Material for this task:
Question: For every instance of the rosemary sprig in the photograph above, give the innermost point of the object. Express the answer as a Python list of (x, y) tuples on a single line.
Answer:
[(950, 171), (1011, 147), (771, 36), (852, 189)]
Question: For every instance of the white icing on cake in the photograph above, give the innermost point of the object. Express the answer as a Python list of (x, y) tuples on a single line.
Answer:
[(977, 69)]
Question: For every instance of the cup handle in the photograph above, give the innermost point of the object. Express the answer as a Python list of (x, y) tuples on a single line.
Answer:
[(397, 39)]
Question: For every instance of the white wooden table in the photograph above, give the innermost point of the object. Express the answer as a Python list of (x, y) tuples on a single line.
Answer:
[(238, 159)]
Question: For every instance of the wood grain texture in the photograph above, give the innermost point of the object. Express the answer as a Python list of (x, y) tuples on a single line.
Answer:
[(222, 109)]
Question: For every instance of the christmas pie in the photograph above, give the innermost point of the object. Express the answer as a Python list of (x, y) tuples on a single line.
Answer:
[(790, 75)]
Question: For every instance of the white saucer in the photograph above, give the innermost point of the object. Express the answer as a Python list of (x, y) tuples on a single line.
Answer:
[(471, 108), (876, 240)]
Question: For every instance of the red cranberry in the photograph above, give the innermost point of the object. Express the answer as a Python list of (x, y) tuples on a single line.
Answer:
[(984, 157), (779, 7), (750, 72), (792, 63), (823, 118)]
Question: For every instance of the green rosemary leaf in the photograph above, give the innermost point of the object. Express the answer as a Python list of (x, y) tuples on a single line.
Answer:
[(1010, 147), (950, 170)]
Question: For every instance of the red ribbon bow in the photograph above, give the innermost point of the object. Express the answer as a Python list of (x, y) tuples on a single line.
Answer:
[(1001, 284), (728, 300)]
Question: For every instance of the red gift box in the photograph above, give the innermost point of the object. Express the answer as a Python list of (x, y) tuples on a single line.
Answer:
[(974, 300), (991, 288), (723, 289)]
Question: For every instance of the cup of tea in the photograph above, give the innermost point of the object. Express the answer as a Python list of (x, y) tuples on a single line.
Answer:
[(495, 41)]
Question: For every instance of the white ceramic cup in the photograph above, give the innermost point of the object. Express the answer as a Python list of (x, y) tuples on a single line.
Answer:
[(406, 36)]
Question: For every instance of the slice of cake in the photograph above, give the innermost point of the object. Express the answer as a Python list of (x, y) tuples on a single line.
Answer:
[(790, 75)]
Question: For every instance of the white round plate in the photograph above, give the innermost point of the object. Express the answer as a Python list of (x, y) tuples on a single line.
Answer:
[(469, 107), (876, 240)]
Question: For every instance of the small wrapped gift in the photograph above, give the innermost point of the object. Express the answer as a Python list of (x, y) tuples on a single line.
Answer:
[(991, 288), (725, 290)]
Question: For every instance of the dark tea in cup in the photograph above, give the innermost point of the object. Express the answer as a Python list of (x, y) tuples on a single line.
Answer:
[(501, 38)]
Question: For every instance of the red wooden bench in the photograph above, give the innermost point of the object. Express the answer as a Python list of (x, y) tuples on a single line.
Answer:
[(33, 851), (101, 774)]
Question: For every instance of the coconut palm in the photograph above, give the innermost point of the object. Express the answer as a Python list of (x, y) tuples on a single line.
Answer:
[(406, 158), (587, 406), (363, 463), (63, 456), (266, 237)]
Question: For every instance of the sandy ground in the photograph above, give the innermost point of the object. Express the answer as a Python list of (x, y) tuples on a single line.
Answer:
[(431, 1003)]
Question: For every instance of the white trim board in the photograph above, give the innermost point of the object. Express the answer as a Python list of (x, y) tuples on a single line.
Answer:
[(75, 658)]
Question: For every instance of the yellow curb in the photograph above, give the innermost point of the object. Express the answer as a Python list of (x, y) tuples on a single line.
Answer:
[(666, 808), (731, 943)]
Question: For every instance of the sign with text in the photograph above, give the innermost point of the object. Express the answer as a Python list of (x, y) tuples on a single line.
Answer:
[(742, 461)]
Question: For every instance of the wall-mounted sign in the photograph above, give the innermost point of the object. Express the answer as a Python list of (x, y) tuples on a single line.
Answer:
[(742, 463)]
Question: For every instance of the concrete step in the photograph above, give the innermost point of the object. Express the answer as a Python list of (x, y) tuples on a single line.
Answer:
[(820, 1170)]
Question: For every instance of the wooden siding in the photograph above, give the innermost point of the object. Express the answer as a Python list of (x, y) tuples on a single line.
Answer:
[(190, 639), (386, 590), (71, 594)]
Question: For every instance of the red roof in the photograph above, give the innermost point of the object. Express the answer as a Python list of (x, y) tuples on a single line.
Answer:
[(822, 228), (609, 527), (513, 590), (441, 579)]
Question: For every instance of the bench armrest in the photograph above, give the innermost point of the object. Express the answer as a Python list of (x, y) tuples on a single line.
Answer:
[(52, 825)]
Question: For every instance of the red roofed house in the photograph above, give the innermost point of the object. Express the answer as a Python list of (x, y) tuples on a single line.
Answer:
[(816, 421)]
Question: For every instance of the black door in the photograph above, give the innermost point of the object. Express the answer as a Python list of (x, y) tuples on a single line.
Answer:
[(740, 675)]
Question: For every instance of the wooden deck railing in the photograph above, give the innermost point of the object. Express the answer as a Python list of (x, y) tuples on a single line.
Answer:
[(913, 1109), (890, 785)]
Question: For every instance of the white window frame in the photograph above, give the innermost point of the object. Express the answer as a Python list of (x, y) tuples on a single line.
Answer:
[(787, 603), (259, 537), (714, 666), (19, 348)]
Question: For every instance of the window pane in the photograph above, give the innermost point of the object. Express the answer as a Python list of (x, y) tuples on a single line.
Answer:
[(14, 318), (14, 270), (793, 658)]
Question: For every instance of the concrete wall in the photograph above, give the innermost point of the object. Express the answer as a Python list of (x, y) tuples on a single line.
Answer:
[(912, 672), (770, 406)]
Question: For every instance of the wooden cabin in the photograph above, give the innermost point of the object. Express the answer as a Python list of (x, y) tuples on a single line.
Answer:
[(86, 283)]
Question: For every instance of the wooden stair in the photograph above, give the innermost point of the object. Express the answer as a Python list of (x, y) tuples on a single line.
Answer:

What you need to do:
Which lines of the data include "cake"? Copy each of them.

Response box:
Question: For every instance of the white icing on cake in the photograph above, give the innermost point of the object. Express the answer as a Python list of (x, y) tuples on a single line.
Question: For every instance of the slice of cake in the photograph above, give the innermost point of the object. Express the answer as a Python list of (x, y) tuples on a single line.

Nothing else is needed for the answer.